Wherever a line of the listing holds the string "horizontal", copy that line.

——————————

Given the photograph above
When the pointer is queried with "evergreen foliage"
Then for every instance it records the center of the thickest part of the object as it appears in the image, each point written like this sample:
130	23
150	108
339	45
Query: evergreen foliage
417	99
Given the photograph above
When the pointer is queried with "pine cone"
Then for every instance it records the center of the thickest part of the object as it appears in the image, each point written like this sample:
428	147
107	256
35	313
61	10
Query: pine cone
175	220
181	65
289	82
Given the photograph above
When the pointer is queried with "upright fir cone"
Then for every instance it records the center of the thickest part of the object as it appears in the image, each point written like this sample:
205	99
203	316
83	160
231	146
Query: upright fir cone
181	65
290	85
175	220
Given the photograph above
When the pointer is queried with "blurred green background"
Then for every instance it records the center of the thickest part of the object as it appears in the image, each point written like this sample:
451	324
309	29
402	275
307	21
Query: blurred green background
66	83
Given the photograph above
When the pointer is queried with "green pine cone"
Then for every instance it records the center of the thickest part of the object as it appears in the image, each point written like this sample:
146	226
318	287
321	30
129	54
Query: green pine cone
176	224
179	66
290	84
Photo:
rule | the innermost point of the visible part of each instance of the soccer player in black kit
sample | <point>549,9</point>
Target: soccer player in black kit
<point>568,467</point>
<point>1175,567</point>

——————————

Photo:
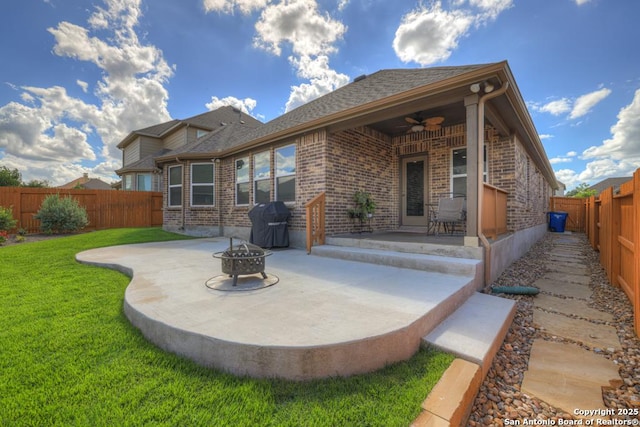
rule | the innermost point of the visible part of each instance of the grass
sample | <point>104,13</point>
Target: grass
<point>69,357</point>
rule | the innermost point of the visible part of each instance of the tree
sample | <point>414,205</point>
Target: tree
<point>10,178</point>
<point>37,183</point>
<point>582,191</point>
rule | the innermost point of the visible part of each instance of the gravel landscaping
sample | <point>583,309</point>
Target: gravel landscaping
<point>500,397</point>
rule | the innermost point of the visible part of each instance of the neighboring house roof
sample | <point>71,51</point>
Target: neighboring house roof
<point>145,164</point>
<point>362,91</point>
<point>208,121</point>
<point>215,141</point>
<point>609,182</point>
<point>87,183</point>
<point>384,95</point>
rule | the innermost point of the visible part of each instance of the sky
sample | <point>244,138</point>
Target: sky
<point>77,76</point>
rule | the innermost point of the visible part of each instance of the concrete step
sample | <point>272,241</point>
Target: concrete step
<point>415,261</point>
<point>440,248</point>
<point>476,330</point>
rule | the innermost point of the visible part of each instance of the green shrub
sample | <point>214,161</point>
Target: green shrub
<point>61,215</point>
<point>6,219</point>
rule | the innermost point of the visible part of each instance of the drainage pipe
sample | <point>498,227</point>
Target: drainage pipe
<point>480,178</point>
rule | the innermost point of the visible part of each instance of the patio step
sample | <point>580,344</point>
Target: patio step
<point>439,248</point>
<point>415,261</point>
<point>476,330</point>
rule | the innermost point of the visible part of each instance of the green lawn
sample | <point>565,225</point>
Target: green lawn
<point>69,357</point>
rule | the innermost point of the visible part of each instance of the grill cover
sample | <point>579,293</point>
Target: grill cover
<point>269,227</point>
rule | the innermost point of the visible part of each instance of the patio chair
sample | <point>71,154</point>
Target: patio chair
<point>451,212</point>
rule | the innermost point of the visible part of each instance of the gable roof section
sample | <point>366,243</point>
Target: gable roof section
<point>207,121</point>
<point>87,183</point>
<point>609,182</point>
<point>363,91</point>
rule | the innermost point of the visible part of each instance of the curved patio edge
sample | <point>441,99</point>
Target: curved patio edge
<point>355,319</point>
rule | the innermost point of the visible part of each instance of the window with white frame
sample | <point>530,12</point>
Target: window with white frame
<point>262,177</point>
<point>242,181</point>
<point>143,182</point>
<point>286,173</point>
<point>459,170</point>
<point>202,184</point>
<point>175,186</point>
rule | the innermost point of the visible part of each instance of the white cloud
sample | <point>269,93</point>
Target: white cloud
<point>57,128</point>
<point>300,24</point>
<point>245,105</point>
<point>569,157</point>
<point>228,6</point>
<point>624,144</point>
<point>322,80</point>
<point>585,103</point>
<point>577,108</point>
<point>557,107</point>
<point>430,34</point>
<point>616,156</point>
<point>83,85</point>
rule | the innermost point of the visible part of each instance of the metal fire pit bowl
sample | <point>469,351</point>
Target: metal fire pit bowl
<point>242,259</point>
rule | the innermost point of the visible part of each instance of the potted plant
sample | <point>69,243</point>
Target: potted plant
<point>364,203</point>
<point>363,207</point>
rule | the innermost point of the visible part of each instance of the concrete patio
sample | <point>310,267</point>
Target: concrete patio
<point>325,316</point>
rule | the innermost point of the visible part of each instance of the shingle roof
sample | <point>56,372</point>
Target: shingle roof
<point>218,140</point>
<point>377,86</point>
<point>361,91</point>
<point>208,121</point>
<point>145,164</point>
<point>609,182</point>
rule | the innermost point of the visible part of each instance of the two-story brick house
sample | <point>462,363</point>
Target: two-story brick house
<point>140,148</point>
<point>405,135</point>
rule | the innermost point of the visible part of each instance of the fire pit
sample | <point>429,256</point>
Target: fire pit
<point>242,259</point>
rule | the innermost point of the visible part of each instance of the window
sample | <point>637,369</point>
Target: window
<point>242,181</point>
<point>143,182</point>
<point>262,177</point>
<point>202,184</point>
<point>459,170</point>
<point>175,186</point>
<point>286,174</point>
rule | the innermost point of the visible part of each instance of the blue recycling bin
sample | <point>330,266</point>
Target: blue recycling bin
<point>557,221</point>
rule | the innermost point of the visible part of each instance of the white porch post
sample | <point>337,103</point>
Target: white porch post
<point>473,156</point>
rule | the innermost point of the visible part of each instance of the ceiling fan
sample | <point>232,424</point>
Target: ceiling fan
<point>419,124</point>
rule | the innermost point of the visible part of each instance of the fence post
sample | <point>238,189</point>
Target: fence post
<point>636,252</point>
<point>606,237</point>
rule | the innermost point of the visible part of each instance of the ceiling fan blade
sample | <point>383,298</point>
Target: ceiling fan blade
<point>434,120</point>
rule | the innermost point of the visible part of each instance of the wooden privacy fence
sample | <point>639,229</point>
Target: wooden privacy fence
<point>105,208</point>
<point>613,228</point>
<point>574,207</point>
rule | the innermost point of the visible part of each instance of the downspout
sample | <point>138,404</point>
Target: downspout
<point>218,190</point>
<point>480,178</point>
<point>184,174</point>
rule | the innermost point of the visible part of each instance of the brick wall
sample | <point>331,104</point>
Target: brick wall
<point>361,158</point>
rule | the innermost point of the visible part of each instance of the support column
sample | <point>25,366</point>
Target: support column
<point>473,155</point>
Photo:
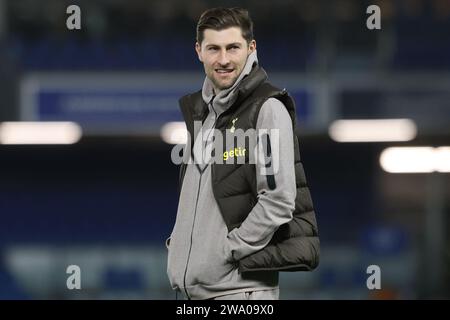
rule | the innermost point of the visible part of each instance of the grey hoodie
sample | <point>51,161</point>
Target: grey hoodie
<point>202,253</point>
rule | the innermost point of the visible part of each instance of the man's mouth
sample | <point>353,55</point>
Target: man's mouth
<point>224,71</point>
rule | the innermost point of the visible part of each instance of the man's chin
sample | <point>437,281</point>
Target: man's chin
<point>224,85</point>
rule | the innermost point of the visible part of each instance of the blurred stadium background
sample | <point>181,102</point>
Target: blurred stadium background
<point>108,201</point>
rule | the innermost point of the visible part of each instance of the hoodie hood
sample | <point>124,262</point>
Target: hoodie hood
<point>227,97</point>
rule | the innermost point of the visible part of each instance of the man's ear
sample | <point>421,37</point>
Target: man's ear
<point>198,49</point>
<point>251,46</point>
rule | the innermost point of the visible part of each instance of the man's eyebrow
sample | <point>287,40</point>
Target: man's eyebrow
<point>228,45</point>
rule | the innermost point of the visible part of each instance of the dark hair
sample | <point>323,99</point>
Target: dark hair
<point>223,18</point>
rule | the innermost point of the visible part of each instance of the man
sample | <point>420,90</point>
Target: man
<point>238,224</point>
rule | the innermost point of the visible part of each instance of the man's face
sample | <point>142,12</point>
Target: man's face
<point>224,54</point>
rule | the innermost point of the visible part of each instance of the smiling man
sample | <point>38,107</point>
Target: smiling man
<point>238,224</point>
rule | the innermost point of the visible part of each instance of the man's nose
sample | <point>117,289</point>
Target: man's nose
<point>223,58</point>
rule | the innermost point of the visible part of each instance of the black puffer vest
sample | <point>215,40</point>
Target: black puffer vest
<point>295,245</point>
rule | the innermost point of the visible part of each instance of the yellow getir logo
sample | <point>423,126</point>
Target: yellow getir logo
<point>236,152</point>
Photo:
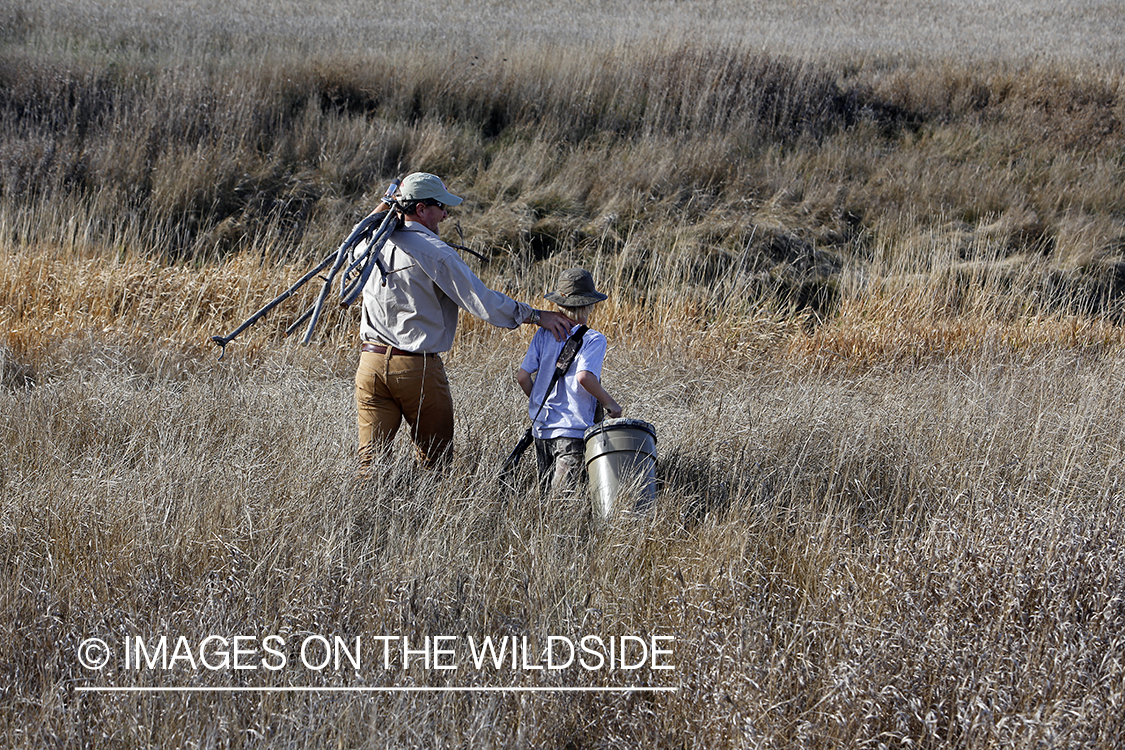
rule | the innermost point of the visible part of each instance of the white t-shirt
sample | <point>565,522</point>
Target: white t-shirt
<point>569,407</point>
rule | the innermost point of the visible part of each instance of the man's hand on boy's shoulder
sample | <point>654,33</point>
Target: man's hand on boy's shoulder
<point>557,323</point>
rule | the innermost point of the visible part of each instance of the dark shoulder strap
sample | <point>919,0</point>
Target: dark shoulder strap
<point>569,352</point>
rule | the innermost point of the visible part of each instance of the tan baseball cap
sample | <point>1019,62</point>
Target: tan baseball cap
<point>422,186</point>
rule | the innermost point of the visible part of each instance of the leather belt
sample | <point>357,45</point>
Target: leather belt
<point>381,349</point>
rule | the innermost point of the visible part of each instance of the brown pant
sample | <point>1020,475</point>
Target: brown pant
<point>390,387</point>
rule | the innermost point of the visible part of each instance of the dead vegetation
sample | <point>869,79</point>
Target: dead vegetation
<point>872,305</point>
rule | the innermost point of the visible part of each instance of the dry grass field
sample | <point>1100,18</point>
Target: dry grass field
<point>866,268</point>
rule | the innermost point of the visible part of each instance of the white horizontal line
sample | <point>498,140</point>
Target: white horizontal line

——————————

● **TASK RESPONSE**
rule | the innermost point of the visible part of each instance of the white horizontal line
Target: white horizontal line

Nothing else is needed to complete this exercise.